* WHAT TO PRODUCE:
Copy out the listing that follows exactly, dropping every picture.

* SUPPLIED RECORDS:

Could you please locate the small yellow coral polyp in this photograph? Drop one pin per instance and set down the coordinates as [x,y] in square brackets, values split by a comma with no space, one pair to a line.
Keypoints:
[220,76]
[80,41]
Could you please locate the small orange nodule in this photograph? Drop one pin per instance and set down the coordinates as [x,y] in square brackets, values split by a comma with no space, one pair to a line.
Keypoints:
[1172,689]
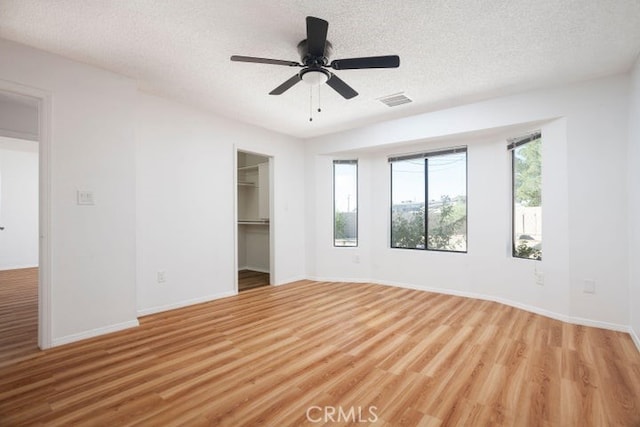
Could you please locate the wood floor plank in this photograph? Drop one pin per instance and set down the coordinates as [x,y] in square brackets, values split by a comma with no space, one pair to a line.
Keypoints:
[268,355]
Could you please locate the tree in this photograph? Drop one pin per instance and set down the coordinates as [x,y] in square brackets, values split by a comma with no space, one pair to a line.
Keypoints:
[528,176]
[341,225]
[408,229]
[446,222]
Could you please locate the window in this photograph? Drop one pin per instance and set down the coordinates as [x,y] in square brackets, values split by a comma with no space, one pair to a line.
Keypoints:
[440,179]
[345,203]
[526,160]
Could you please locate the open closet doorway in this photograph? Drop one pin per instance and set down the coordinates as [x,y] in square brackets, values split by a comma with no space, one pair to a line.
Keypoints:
[254,240]
[19,225]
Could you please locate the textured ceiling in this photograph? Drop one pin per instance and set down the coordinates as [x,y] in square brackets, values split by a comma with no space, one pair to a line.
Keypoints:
[451,51]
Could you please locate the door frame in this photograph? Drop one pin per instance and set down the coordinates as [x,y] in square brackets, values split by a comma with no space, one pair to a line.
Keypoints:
[44,100]
[272,239]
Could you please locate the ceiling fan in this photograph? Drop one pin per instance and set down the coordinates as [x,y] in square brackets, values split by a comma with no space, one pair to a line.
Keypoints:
[315,51]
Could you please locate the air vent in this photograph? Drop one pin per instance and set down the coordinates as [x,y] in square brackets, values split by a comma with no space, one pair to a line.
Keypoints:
[395,99]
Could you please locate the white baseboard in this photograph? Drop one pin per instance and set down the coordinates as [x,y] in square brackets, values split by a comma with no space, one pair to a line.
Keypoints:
[17,267]
[180,304]
[291,280]
[505,301]
[94,333]
[635,338]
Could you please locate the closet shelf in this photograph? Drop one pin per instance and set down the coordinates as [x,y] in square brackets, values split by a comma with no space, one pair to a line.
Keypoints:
[254,221]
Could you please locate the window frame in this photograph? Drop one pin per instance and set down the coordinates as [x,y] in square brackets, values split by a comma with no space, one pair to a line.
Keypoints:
[425,156]
[357,208]
[513,144]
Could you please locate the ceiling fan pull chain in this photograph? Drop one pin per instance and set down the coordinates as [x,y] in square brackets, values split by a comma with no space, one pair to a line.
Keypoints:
[310,103]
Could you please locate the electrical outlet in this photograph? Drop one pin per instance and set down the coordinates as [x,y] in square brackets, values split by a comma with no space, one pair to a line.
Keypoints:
[589,286]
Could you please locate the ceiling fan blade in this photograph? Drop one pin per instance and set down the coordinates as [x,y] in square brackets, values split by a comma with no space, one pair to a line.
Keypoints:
[316,35]
[341,87]
[389,61]
[286,85]
[240,58]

* SOLUTION TO THIS TASK:
Could you please locate the small yellow coral polyp in this photograph? Drop one pin per instance and set down the coordinates as [x,y] in square brackets, values split by a comma with no space, one pair to a line.
Keypoints:
[220,76]
[80,41]
Could you please locate the small orange nodule in this photograph? Drop one pin per instance and set down the coordinates as [x,y] in square brackets, values split by a comma with no space, one pair to a line.
Keypoints:
[1172,689]
Could you please locate the wood floor plank in this photograph? Drop one pin per instance and set down the coordinates as [x,y] in square brackets, values split by a comma with no space, one pair to a line.
Keypoints:
[268,355]
Could you please locate the tree in this photograph? Drop one pin per instance and set down the coordinates as [x,y] in square brackets, values split by a comma with no space, one pair to a line.
Keypoints:
[528,176]
[341,225]
[408,229]
[446,222]
Could you please locate the window in this photograph? Drop one pin per instance and set down the coordinates as [x,y] in square brackets, values split by a comma with no space, one pair to a line.
Keypoints:
[440,179]
[345,203]
[526,160]
Could you please locate the open closet doorway in this photograph? Drop one pin per instance and set down the coordinates as [x,y] in square brackets, values split by a comma with no space, one pair to a line.
Keypoints:
[254,240]
[19,225]
Could you please locate the textured ceiling in this photograph? Drop one pin per instance and set down the coordinates as [x,y] in square brackets, values split by a comma with no space, one pair to a line.
Keypoints:
[451,51]
Could you please locate the door frame in this photograph? Drop one pin per instance and set down the coordinates as [x,y] in square brackets, values split by a comma with no space, one pair to a line.
Keypoints:
[44,100]
[272,239]
Could you please locate the ceiling fan in this photograph? Drop one pin per instance and set down the coordinates as [x,y] in square brackets, values split by a comma with no space, one pair to a line.
Keypoints:
[315,51]
Could you please locate the air vent in this photograph? Drop one pin per instance and set down the coordinates as [x,y] in square brackets, values split by a comma with no space, one pair to a line.
Keypoints:
[395,99]
Could you please locate the white baseboard in this photograph? Drop one pin per instance and set down the coordinates as [x,y] in square brackets, values split by a comma with no space, one pair to a line.
Keypoints:
[17,267]
[180,304]
[291,280]
[505,301]
[94,333]
[635,338]
Could you please locate the closet shelf in this photograph? Drop one pin per instance and set down the coordinates as [x,y] in square brackets, values split by a comma with no space, one pair to a line.
Keypoints:
[254,221]
Could you please locate the window frame in this photograph? Drop one pin per instance and set down the coordinates as [x,y] in square brackets, values split by a comma with no space, one pair to a line.
Keypoints:
[425,156]
[357,208]
[513,144]
Could you please locate the ceiling fan pull chain in this photograph? Drop one pin per instance and set down the coordinates as [x,y] in square brackets, values split by a comma with no space, one pair to a line.
Keypoints:
[310,103]
Could you please locate the electrical outlet in this photograph? Drop one pin per instance and set down the coordinates as [x,y] in square brackets, values split by a comma with no space, one pair to a line.
Keypoints:
[589,286]
Could you please locate the ceiling fan blade in this photograph? Drop one pin per instance and set down the coordinates as [x,y] in square brackets, values split by a comma with no space, one pair to a line.
Keypoints:
[316,35]
[341,87]
[389,61]
[286,85]
[240,58]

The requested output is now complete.